Study text
In July 2015, it was announced that Google is partnering with the country of Sri Lanka to provide the entire country of 25,000 square miles (64,750 square kilometers) and around 22 million people (most of whom aren't currently online) with Internet access via Project Loon balloons, possibly by early 2016 [sources: Gershgorn, Lavars, Yahoo].

One of the Loon balloons crashed into a palm tree in a residential yard in a Los Angeles, California suburb in September 2015, not too far from its intended landing site [source: Collman]. No one was hurt in the minor incident.

There are lots of places where Internet service is subpar or nonexistent, or where a lot of people simply can't afford what's available. In 2011, when Project Loon began, the International Telecommunication Union reports that there were 2.2 billion people on the Internet. In 2015, that number has risen to approximately 3.2 billion [sources: Davidson, ITU]. Despite the hefty increase, this still leaves around 4 billion people without Internet access.

Problem 1
Summarize the passage on Project Loon in two sentences.
Problem 2
Extend the passage on Project Loon, picking up after its final sentence.

Extracted material

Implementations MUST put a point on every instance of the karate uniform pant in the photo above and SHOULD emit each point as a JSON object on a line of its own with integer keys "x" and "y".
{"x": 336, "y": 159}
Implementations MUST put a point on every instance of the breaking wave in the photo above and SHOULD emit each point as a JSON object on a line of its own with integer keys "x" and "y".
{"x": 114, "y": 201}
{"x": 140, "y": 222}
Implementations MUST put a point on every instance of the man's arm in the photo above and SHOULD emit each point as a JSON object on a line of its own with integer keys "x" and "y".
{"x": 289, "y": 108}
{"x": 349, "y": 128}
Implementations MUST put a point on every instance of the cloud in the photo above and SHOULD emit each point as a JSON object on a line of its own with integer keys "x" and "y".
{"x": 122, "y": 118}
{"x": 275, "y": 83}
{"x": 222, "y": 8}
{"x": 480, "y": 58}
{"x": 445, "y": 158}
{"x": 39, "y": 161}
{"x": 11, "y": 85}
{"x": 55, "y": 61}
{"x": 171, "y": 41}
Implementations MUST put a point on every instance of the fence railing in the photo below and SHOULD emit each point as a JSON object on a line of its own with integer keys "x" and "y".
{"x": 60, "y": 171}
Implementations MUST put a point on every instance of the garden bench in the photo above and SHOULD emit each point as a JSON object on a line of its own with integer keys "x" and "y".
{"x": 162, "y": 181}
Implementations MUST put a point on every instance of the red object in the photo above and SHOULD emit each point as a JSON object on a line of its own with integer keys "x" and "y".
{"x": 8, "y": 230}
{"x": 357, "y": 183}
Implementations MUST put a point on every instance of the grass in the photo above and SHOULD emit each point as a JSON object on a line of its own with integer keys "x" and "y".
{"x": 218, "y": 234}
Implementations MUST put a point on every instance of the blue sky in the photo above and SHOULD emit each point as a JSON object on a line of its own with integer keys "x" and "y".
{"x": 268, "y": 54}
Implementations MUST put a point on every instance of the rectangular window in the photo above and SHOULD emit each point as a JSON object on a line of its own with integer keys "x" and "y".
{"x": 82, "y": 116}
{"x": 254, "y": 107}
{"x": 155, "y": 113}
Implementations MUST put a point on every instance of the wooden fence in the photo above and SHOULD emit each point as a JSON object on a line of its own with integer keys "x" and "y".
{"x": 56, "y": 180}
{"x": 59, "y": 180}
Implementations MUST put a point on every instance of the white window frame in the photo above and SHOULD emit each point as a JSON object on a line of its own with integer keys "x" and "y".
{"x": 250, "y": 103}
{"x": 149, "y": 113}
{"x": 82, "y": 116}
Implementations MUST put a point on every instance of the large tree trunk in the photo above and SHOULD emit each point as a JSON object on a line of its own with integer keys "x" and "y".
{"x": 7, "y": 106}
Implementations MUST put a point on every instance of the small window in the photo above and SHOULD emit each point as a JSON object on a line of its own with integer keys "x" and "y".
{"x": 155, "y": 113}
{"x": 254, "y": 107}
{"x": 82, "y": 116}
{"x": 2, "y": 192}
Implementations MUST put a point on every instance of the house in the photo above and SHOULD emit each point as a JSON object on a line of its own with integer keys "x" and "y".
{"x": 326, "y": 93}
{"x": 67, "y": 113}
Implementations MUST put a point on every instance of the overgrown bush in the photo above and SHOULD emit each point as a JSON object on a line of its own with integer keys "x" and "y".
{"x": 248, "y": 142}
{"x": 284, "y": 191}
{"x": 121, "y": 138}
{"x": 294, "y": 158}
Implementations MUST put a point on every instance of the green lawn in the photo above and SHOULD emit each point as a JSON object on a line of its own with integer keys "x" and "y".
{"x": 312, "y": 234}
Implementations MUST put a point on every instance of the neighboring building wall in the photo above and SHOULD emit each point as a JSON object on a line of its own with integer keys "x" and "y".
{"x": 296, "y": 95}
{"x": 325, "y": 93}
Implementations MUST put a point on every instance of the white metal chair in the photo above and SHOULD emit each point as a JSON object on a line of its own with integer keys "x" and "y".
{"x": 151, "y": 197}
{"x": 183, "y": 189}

Response box 1
In July 2015, it was announced that Google would partner with Sri Lanka to bring Internet access to the entire country through Project Loon balloons, possibly by early 2016, and in September 2015 one balloon crashed into a palm tree in a Los Angeles suburb without hurting anyone. Although the number of people on the Internet rose from 2.2 billion in 2011 to about 3.2 billion in 2015, around 4 billion people still have no Internet access.

Response box 2
Even some people with access don't have quality, uninterrupted high-speed broadband. Connectivity from the sky can provide service in areas that normally have issues, such as mountainous terrain, as well as places that the infrastructure of the Internet has not fully reached. Networks of balloons should be far easier and cheaper to unleash in remote places, including in developing nations, than laying wires and putting up cell towers and other expensive equipment, or using extremely expensive communications satellites. Networks of Google balloons could also be used in emergencies, for instance to get Internet service back up quickly after a natural disaster has damaged ground equipment.

Cellular carriers have shown interest in renting access to Google Loon networks. This could enable them to reach new customers and to provide better service at faster speeds in areas they already cover. It won't be free, but there's hope that some of the cost savings could be passed on to customers in the form of lower prices. Google has already partnered with Vodafone in New Zealand, Telstra in Australia and Vivo and Telebras in Brazil for testing.

Project Loon could be a real boon for society, in an age where being connected to the rest of the world has tremendous benefits. Getting everyone on the planet online would also provide benefits to Google, which relies heavily on revenue from online ads and services. And again, the company would receive payments for access to the Loon networks.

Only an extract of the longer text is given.